[Text passage]

Posted 09Nov01
Submitted by Heather Blakeley, National Association for Colits and Crohn's Disease, Hertfordshire, England
An interesting topic. We have just had a Forum for our volunteers and to help them through a period of change we asked them to think through the reasons why they are volunteers and what they want to achieve. They agreed that one of the ways they wanted to help was by instigating change through lobbying and by being activists as well as carrying out fundraising and support activities. So give the volunteer the opportunity and they will get involved!
Posted 09Nov01
Submitted by Manuel Acevedo, e-Volunteering unit coordinator, UN Volunteeers, Bonn, Germany
I think that your thoughtful essay helps one to pause on the "what's" and "how's" of volunteering. Drawing a parallel to civil society organizations at large, some specialize in direct action (e.g., access to nursery care for poor working mothers), while others focus more on changing existing policies (e.g., passing legislation on services for those mothers). Some manage to do both, with varying relative weights. Action on both fronts is clearly necessary. Volunteering can have a wonderfully "subversive" character, i.e., taking power away from traditional power centers which inevitably is put to use at some point. I believe that in Europe, where the general population looks more to Governments as providers than in the US, this is making many people support volunteerism where they once thought it a disguised excuse for Governments to do less. At any rate, one of the ingredients for responsible and productive activism is good knowledge of a particular subject matter. "Direct action" volunteering is a practical way to accrue such knowledge. I would thus venture to say that volunteers who have gotten involved in some avenue of direct service provision will make for good, informed and productive activists. Among change agents, volunteers are hard to beat.
Posted 09Nov01
Submitted by Jayne Cravens, United Nations Volunteers, Germany
I think there are two reasons volunteer hosting organizations (in the U.S., at least) are reluctant to engage their volunteers in advocacy: one, the organizations have been told at some point that nonprofits are forbidden from engaging in any lobby efforts whatsoever (which isn't true, though the Ishtook Amendments in Congress would, indeed, make this so) and, two, because nonprofits seem to be terrified these days to make any statements that could be deemed in any way political, for fear of losing funding from some big corporate donor. Which is interesting since, as a donor, I am most attracted to those organizations that engage in advocacy and aren't afraid to make statements that might be seen by others as political. As always, excellent topic on Energize!

[/Text passage]

→ Assignment
Continue the forum responses on volunteers and advocacy from the point where they stop.

[Provided records]

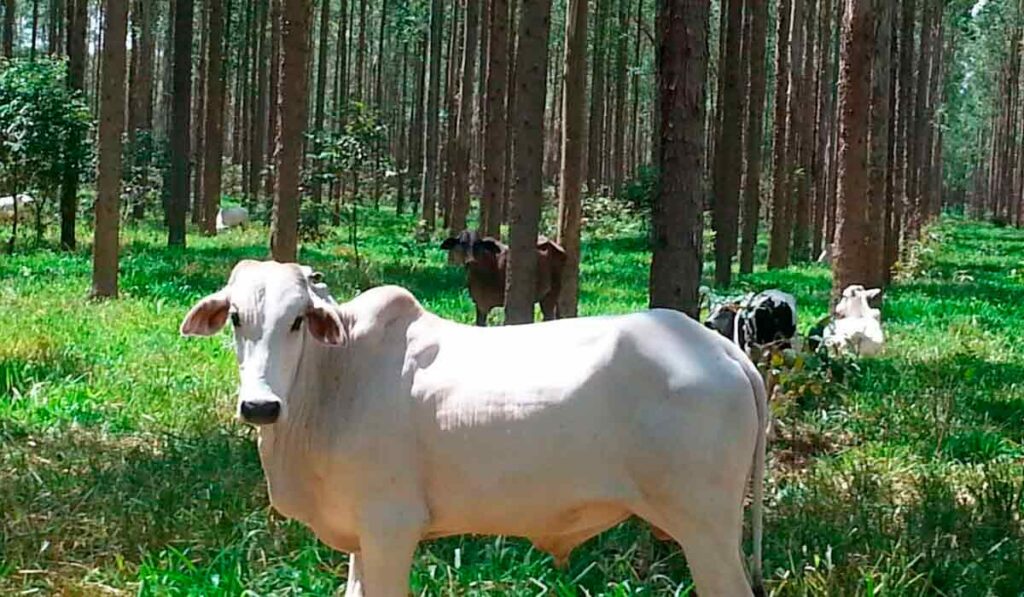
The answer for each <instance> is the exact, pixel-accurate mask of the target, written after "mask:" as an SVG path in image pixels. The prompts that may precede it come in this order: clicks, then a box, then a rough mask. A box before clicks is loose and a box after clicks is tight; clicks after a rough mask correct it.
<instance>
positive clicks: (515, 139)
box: [505, 0, 551, 325]
mask: <svg viewBox="0 0 1024 597" xmlns="http://www.w3.org/2000/svg"><path fill="white" fill-rule="evenodd" d="M550 28H551V0H522V3H521V10H520V16H519V32H518V36H519V41H518V49H517V50H516V65H515V86H516V88H517V89H516V104H515V111H514V112H512V113H511V114H512V115H513V118H512V120H513V122H514V126H515V128H514V129H513V152H515V159H514V160H513V162H512V164H513V168H512V175H513V180H514V182H513V189H512V198H511V202H510V205H509V211H510V213H509V252H508V261H507V264H508V265H507V267H508V278H507V281H506V290H505V323H506V324H512V325H514V324H529V323H532V322H534V299H535V298H536V296H535V293H536V292H537V234H538V228H539V226H540V220H541V197H542V193H543V190H544V189H543V180H542V177H543V170H544V101H545V97H546V95H547V82H548V73H547V71H548V33H549V31H550Z"/></svg>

[/Provided records]

→ Answer for the task
Posted 05Nov01
Submitted by Manon Ellis Williams, Volunteering Development Officer, Wales Council for Voluntary Action, Wales, UK
Interesting piece. Reminded me of a meeting a few years back where someone said "Why are we sitting here discussing how to manage poverty? Shouldn't we be out there getting rid of it?" My colleague's comments on the piece were "but all of the social activists have gone away, or grown older or died! Where are their descendants?" Maybe they are out there, but don't know that they can volunteer to lobby and protest?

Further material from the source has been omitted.